◆ The problem
Of the lines below, reproduce exactly those from the line containing "Lab microscope feed — the researcher is looking for the carved" to the end, including both the first and the last.

◆ Provided data

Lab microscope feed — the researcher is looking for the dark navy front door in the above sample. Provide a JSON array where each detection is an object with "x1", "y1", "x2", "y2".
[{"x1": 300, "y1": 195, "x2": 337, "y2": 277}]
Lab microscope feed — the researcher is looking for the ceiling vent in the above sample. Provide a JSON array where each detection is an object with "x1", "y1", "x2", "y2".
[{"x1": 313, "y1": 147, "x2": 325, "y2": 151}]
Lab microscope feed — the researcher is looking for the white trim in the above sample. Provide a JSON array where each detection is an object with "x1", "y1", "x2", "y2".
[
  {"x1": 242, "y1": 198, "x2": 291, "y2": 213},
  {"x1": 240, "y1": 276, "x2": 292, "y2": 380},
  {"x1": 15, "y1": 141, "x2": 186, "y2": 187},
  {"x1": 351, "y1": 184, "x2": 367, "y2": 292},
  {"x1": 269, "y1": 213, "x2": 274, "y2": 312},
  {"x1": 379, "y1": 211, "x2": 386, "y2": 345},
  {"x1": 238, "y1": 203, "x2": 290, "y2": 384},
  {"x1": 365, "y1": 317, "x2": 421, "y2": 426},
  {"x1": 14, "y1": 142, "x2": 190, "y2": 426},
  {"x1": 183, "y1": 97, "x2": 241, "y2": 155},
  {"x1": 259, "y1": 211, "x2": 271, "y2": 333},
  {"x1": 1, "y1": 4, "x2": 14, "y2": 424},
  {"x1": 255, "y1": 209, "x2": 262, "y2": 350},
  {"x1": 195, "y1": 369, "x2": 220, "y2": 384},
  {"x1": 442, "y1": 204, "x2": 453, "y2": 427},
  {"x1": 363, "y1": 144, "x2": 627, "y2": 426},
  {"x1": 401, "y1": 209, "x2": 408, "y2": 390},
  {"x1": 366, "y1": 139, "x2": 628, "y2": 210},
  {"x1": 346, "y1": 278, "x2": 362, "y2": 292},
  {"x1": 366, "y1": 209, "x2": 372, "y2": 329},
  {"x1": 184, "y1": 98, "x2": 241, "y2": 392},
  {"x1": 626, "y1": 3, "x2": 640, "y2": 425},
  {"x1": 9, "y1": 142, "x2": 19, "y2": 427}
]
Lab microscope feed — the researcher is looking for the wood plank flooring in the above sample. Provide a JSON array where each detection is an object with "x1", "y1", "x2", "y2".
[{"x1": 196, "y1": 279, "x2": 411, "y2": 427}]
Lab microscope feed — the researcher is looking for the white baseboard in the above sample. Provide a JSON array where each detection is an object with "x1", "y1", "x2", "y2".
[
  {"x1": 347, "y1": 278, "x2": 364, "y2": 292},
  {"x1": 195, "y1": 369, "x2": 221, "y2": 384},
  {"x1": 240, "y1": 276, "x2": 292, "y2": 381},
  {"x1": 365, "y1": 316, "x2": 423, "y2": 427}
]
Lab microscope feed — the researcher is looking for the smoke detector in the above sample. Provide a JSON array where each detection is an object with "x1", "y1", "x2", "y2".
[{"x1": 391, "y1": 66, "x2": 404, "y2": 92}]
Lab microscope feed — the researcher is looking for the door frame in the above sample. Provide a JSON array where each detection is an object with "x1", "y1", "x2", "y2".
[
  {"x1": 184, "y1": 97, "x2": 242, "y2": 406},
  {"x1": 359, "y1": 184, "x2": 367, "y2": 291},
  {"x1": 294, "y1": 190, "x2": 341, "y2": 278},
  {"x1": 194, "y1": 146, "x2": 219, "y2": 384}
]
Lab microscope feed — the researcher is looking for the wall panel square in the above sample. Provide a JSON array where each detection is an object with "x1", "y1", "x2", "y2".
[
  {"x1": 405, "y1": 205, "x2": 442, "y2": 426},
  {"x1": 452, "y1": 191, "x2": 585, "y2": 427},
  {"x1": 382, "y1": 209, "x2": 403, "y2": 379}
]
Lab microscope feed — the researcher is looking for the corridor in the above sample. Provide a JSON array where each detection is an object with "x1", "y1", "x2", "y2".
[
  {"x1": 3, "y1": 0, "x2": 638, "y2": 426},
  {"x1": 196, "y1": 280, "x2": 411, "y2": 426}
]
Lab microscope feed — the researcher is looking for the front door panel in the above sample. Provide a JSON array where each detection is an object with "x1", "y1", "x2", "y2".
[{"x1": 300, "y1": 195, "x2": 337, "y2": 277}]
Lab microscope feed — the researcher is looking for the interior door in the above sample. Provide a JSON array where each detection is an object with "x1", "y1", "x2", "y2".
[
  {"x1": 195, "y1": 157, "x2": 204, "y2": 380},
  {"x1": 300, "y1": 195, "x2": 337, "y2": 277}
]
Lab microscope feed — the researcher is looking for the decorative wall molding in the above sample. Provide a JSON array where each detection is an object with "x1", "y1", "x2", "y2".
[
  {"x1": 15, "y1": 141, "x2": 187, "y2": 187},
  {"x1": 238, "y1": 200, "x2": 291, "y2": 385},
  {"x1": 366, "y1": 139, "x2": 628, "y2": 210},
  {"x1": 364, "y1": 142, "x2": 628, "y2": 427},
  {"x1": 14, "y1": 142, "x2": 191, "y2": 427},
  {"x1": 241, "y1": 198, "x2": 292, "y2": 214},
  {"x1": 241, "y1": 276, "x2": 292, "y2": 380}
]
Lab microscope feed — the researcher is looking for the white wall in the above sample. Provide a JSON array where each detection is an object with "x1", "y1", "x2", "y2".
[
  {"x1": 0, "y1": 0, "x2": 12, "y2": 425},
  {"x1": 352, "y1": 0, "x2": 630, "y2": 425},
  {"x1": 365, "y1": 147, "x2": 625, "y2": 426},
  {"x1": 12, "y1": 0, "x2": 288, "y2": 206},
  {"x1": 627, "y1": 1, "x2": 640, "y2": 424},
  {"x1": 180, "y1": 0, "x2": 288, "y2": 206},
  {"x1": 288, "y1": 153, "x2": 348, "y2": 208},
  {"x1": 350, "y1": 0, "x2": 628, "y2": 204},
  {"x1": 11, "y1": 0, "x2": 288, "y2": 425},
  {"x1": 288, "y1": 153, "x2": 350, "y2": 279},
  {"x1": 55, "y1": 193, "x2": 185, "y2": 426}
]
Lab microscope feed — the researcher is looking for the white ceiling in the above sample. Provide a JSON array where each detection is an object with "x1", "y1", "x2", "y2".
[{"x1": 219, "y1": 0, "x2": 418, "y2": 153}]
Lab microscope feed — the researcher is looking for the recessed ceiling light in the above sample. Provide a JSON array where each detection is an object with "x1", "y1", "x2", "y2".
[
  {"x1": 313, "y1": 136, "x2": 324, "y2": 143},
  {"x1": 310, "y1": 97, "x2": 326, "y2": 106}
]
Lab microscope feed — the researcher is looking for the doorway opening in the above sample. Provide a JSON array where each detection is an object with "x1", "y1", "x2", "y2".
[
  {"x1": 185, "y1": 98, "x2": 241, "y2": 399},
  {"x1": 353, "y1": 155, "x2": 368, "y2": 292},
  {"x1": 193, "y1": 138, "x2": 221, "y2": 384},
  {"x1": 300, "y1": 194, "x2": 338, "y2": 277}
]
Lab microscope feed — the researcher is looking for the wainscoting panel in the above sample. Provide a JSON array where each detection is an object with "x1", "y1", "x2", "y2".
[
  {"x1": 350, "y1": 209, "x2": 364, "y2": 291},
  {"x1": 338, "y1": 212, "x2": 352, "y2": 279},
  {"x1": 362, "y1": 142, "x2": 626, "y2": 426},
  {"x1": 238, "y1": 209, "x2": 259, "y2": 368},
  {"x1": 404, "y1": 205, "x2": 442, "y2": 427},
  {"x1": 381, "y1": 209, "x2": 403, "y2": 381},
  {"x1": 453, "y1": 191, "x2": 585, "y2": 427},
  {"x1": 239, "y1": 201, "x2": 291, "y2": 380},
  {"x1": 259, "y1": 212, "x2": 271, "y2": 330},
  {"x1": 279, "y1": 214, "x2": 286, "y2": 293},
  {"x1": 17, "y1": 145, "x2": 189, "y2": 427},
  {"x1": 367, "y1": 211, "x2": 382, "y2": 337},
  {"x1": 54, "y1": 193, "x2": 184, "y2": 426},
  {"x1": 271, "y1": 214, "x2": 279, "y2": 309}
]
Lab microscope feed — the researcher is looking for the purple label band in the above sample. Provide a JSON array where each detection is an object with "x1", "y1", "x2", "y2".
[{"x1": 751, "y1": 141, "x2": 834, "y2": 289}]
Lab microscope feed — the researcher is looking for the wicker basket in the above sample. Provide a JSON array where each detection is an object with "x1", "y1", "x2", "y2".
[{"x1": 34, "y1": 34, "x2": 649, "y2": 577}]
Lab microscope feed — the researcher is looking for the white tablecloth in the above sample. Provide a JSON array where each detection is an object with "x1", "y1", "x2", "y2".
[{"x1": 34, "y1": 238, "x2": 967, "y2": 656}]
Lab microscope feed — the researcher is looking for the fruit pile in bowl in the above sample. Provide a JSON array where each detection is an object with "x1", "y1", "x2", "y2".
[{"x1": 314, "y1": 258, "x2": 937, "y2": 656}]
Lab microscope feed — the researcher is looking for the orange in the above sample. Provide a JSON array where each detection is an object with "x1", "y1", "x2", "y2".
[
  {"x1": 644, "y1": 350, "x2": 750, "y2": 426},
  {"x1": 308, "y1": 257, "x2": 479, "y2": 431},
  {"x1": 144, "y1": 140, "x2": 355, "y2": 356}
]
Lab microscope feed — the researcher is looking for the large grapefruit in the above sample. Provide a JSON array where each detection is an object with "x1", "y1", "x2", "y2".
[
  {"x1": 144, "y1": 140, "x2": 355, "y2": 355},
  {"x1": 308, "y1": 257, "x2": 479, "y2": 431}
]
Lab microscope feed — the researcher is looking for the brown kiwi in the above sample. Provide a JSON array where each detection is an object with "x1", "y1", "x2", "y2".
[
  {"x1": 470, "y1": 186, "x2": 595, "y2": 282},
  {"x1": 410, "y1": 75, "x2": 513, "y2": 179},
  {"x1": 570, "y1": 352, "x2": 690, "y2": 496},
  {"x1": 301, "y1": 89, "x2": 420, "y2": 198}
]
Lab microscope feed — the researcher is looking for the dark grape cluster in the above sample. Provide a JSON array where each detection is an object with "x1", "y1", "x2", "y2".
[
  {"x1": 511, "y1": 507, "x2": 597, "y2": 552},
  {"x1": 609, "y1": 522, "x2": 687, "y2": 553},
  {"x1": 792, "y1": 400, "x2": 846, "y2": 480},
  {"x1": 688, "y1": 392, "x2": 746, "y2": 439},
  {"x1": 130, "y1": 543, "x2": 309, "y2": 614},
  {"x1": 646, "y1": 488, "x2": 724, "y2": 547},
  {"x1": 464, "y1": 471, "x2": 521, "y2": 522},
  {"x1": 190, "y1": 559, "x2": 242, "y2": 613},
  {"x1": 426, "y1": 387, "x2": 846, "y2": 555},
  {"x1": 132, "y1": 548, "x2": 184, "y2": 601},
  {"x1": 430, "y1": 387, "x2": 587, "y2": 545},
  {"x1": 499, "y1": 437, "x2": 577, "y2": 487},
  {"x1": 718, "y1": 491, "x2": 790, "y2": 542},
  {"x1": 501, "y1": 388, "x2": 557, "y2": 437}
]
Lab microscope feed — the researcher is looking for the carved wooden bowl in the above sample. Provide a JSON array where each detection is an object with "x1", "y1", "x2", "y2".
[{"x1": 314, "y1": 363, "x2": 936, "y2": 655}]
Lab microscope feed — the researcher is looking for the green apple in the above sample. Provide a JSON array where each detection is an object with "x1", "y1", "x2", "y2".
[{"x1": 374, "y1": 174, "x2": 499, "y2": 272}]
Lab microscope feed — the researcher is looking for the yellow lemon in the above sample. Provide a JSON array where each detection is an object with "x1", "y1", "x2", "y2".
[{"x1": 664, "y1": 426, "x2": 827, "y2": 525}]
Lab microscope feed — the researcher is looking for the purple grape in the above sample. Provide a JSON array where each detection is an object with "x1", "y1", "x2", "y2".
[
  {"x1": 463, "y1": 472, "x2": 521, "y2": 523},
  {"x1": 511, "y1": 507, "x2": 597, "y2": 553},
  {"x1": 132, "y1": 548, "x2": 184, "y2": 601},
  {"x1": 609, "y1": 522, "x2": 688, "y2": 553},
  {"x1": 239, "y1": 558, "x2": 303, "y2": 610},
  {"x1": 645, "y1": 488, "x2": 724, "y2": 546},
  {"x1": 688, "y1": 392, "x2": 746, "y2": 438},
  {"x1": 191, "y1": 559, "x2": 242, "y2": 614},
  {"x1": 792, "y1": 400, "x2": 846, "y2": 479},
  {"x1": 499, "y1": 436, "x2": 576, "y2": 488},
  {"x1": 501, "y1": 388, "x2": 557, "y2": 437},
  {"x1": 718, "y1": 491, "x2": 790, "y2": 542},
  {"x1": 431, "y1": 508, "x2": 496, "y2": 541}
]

◆ Answer space
Lab microscope feed — the researcher is looking for the carved wooden bowl in the above sample. Provide a JSON array where each detection is an object with "x1", "y1", "x2", "y2".
[{"x1": 314, "y1": 363, "x2": 936, "y2": 655}]
Lab microscope feed — the researcher is looking for the green apple in the above sample. Provide a JSON array where each detection is an object with "x1", "y1", "x2", "y2".
[{"x1": 374, "y1": 174, "x2": 499, "y2": 272}]
Lab microscope feed — the researcher is looking for the yellow lemon in the above sample. Provide a JSON array where each detection is an object with "x1", "y1", "x2", "y2".
[{"x1": 664, "y1": 426, "x2": 827, "y2": 525}]
Lab microscope feed — the researcher is looking for the purple grape in the above sample. Provide a JSON array where each detection is an object with "x1", "y1", "x2", "y2".
[
  {"x1": 463, "y1": 472, "x2": 521, "y2": 523},
  {"x1": 511, "y1": 507, "x2": 597, "y2": 553},
  {"x1": 132, "y1": 548, "x2": 184, "y2": 601},
  {"x1": 609, "y1": 522, "x2": 688, "y2": 553},
  {"x1": 239, "y1": 558, "x2": 303, "y2": 610},
  {"x1": 645, "y1": 488, "x2": 724, "y2": 546},
  {"x1": 688, "y1": 392, "x2": 746, "y2": 438},
  {"x1": 191, "y1": 559, "x2": 242, "y2": 614},
  {"x1": 792, "y1": 400, "x2": 846, "y2": 479},
  {"x1": 499, "y1": 436, "x2": 576, "y2": 488},
  {"x1": 501, "y1": 388, "x2": 557, "y2": 437},
  {"x1": 718, "y1": 491, "x2": 790, "y2": 542},
  {"x1": 431, "y1": 508, "x2": 496, "y2": 541}
]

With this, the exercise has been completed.